## YOUR OBJECTIVE:
The records that follow are to be repeated without alteration.

Object pointing dataset rows
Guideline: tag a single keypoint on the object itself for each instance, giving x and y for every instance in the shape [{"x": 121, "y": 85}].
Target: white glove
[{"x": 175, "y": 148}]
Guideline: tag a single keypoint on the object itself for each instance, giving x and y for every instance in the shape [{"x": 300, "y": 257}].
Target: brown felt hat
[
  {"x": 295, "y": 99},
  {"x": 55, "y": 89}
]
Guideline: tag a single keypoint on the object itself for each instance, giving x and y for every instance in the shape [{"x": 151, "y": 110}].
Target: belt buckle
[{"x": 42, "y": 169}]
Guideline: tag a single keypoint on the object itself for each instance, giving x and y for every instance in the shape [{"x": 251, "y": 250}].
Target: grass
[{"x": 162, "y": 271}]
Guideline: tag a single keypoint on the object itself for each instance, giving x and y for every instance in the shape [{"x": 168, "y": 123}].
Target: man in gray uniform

## REPLY TO THE TASK:
Guideline: tag a single keypoint on the object itself for each instance, giving x and y for every instance in the shape [{"x": 121, "y": 85}].
Target: white glove
[{"x": 175, "y": 148}]
Guideline: tag a single keypoint on the object itself for each instance, giving x and y for every instance in the shape [{"x": 300, "y": 257}].
Target: brown felt hat
[
  {"x": 295, "y": 99},
  {"x": 55, "y": 89}
]
Guideline: tag a single keypoint on the object itself for each instance, giving x and y for every instance in the shape [{"x": 151, "y": 110}].
Target: belt buckle
[{"x": 42, "y": 169}]
Guideline: tag a single keypoint on the object itself for each instance, giving x and y for every instance in the shape [{"x": 251, "y": 250}].
Target: grass
[{"x": 162, "y": 271}]
Guideline: tag a single keypoint on the object itself for each instance, giving x and y for every instance in the shape [{"x": 168, "y": 123}].
Target: man in gray uniform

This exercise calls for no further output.